• PROVIDED RECORDS:
▼
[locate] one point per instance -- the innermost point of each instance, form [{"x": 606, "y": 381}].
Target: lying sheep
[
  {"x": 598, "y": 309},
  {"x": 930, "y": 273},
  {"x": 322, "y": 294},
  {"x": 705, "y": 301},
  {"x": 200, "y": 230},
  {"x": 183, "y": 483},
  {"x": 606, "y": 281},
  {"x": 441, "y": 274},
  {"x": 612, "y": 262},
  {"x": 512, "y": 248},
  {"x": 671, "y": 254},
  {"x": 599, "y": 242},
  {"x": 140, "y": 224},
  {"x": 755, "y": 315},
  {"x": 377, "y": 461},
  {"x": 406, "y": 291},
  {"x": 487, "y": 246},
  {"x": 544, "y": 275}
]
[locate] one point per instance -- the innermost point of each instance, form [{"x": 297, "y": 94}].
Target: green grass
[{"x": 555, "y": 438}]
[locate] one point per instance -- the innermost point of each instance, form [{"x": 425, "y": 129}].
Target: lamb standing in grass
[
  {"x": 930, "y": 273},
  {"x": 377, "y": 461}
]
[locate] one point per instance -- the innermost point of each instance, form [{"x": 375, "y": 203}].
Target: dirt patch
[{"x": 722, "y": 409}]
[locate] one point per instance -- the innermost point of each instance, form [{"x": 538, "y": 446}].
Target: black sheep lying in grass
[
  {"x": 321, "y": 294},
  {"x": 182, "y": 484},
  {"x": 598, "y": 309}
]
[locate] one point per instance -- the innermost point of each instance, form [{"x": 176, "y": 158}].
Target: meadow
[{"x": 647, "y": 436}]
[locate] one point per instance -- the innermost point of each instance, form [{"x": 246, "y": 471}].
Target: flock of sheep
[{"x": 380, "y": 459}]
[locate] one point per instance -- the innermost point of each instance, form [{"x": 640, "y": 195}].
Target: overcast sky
▲
• ABOUT THIS TASK:
Your answer must be the full set of entries, copied exactly.

• TASK RESPONSE:
[locate] one point per instance -- the innermost point of each instance, form [{"x": 606, "y": 381}].
Target: lying sheep
[
  {"x": 598, "y": 309},
  {"x": 930, "y": 273},
  {"x": 322, "y": 294},
  {"x": 705, "y": 301},
  {"x": 200, "y": 230},
  {"x": 183, "y": 483},
  {"x": 606, "y": 281},
  {"x": 441, "y": 274},
  {"x": 612, "y": 262},
  {"x": 512, "y": 248},
  {"x": 671, "y": 254},
  {"x": 599, "y": 242},
  {"x": 140, "y": 224},
  {"x": 755, "y": 315},
  {"x": 377, "y": 461},
  {"x": 406, "y": 291},
  {"x": 487, "y": 246},
  {"x": 544, "y": 275}
]
[locate] one point per instance -- the innermost point of each instance, form [{"x": 297, "y": 94}].
Target: green grass
[{"x": 555, "y": 438}]
[locate] one point per instance -- the innermost point of each instance, form [{"x": 425, "y": 129}].
Target: lamb standing in grass
[
  {"x": 930, "y": 273},
  {"x": 377, "y": 461}
]
[locate] one point per instance -- the innermost point of each instance, form [{"x": 375, "y": 203}].
Target: dirt patch
[{"x": 722, "y": 409}]
[locate] one point per instance -- the innermost point of each instance, form [{"x": 538, "y": 446}].
Target: black sheep lying in grass
[
  {"x": 321, "y": 294},
  {"x": 182, "y": 484},
  {"x": 598, "y": 309}
]
[locate] one point per instance -- the innermost point of each instance, form [{"x": 176, "y": 158}].
Target: meadow
[{"x": 647, "y": 436}]
[locate] one point per instance -- the innermost point of each instance, form [{"x": 246, "y": 471}].
Target: flock of sheep
[{"x": 380, "y": 459}]
[locate] one point per instance -- the innermost point of each instance, form [{"x": 640, "y": 195}].
Target: overcast sky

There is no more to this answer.